Position identification records:
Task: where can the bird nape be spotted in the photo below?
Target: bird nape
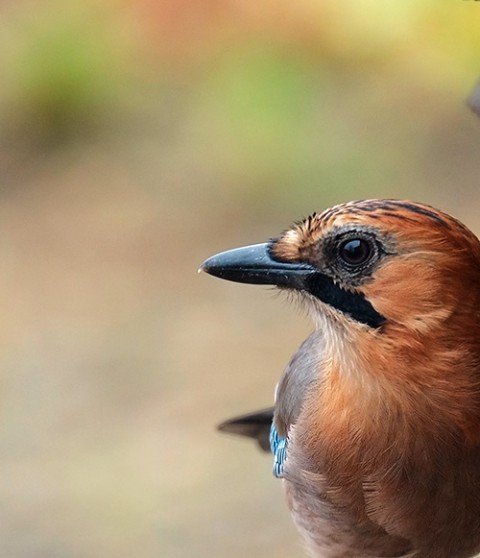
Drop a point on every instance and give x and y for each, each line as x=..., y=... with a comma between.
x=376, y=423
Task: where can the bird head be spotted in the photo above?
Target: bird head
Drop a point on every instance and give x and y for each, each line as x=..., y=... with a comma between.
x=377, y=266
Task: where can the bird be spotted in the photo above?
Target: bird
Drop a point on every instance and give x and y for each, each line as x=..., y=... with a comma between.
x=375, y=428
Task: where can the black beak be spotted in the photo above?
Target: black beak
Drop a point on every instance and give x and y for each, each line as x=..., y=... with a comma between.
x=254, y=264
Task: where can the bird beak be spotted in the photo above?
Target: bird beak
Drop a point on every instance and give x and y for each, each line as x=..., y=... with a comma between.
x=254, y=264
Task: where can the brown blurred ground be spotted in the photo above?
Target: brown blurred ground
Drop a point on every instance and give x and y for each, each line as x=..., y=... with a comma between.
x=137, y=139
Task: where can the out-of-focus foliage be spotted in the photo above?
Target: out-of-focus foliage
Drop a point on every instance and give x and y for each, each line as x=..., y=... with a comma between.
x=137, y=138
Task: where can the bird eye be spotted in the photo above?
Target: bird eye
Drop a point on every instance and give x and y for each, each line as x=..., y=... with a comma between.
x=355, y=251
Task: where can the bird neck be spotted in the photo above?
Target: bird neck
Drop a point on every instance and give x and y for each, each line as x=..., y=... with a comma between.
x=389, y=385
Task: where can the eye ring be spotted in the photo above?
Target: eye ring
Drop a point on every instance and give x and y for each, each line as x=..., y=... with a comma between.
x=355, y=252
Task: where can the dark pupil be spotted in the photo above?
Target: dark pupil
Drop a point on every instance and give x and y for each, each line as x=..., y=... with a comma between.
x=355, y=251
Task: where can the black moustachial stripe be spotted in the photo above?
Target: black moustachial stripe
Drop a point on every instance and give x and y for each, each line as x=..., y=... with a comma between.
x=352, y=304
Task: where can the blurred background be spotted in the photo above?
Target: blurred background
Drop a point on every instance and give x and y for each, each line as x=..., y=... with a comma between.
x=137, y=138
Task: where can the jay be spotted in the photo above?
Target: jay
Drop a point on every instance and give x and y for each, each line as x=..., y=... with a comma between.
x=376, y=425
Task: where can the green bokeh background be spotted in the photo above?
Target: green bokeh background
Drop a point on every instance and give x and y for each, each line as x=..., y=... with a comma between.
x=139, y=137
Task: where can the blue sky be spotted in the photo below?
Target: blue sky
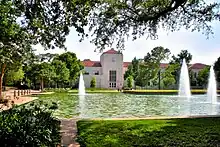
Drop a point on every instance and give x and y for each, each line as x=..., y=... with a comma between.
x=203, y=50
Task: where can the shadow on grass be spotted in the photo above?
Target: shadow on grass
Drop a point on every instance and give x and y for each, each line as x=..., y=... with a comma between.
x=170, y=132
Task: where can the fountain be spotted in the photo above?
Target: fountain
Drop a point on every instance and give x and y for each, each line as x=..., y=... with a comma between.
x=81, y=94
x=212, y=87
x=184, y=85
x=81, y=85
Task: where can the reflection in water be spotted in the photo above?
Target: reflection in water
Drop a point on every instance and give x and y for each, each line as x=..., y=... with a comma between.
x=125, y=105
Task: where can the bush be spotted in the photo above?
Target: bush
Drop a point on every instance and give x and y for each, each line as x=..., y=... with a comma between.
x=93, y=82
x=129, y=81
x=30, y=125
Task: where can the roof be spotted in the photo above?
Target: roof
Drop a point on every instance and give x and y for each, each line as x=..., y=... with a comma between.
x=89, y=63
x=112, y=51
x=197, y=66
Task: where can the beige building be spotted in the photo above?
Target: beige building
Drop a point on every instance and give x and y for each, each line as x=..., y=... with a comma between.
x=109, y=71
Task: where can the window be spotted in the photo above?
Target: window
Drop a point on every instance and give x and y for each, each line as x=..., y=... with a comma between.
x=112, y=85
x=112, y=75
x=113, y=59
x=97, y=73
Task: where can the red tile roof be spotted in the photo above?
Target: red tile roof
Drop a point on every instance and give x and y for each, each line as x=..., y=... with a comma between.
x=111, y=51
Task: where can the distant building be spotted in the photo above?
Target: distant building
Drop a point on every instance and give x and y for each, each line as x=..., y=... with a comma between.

**WORK INSTRUCTIONS:** Repeat the material above in full and unchanged, minus its images.

**EXPECTED OUTPUT:**
Task: where can the bird nape be spotted in the photo below?
Target: bird nape
Drop a point on every instance and give x and y for each, each line as x=..., y=... with a comma between.
x=376, y=423
Task: where can the bird head be spotted in the photo above?
Target: bird head
Drop a point on every instance and give x and y for each, each line as x=..., y=... with a comma between.
x=377, y=266
Task: where can the bird be spotted in the photo above?
Target: bird
Drop a point on every instance and give x and y for each, each line as x=..., y=... with a comma between.
x=375, y=428
Task: where can the black beak be spotted in the photo above?
Target: black beak
Drop a point on every instance and give x and y for each, each line as x=..., y=... with a comma between.
x=254, y=264
Task: where can the bird beak be spotted in the photo above?
Target: bird beak
Drop a point on every instance and give x and y for each, each line as x=..., y=... with a comma between.
x=254, y=264
Task: where can the brown blurred ground be spotted in the photo above?
Target: brown blurred ground
Drop a point on every instance and give x and y for each, each line as x=..., y=... with a comma between.
x=137, y=139
Task: where can the out-of-focus foliage be spotted in the photo above?
Target: out-of-focus foliage
Drop a point on every instance and give x and y for each, each line as x=..., y=... with a comma between.
x=137, y=138
Task: where can the bird eye be spotted in the photo above?
Target: bird eye
Drop a point on every instance and give x and y for each, each line as x=..., y=... with a comma between.
x=355, y=251
Task: where can the bird neck be spotted in the photo above?
Target: bird neck
Drop a point on every instance and give x and y for each, each line as x=..., y=... with a comma between.
x=389, y=385
Task: where can the eye ring be spotted in the photo above?
Target: eye ring
Drop a point on every instance and give x and y for each, each line as x=..., y=... with a comma between.
x=355, y=252
Task: where can the dark pupil be spotted in the photo above?
Target: dark pupil
Drop a point on every instance and give x and y for each, each line as x=..., y=... with a comma between.
x=355, y=251
Task: where can the black moustachial stripe be spotted in the photo above?
Target: black moustachial stripe
Drop a point on every instance and give x and y for each, each line as x=..., y=... with a comma between.
x=352, y=304
Task: where can the blurred background be spotted in the photo above?
Target: blurred background
Drop a point on every instance and give x and y for each, each line as x=..., y=... with a comma between.
x=137, y=138
Task: where can the jay be spotted in the photo above?
Target: jay
Drop a point on every instance and give x and y for each, each line as x=..., y=... with a comma between.
x=376, y=425
Task: where can the green bokeh background be spotted in the photo above?
Target: green bokeh background
Drop a point on every instance and give x and y for each, each line as x=..., y=... with a comma between.
x=139, y=137
Task: where can the blue sky be spotted in the photo below?
Target: blue sky
Drop a point on every instance and give x and y for each, each line as x=..., y=... with a comma between.
x=203, y=50
Task: where can the shadow on grass be spotted in the photo above?
Target: shadow on grass
Drop a point on every instance and give x and y for each, each line as x=..., y=... with a comma between.
x=170, y=132
Task: where can the fountain be spotted in the photo above?
Target: fountain
Drop a point on every instance and give x and y for each, each line as x=..., y=... with a comma between.
x=81, y=94
x=212, y=87
x=184, y=85
x=81, y=85
Task: where can the reflection in water be spotted in the photo above?
Target: reflection in water
Drop a point on every instance and give x and y for each, each line as x=..., y=... with a comma between.
x=125, y=105
Task: where can the bush be spotted in the photo above?
Target: bush
Drop a point on every instance and give x and y for each, each line as x=..., y=... with a comma between.
x=93, y=82
x=129, y=81
x=30, y=125
Task: where can the roof be spotted in the photo above?
Target: roof
Drop a point on every instance and give x and y for each, each line as x=..., y=... with a comma between.
x=89, y=63
x=112, y=51
x=197, y=66
Task: where can the beige building be spotted in the photo above?
Target: beige building
Drop a point on every instance and give x and y for each, each line as x=..., y=... with a comma between.
x=109, y=71
Task: where can the window be spotted in the photo above?
Target: window
Drop a point on every instance and give x and y for each, each line as x=..., y=... with a comma between.
x=112, y=85
x=112, y=75
x=113, y=59
x=97, y=73
Task: where can the red tile roof be spotted in the photo above?
Target: red tile roof
Drop a point on every instance and give x and y for each, each line as x=..., y=... with a comma between.
x=111, y=51
Task: where can the distant building be spotted in the photo above?
Target: distant building
Drop a point on every instance and give x and y for each, each line as x=..., y=... with a comma between.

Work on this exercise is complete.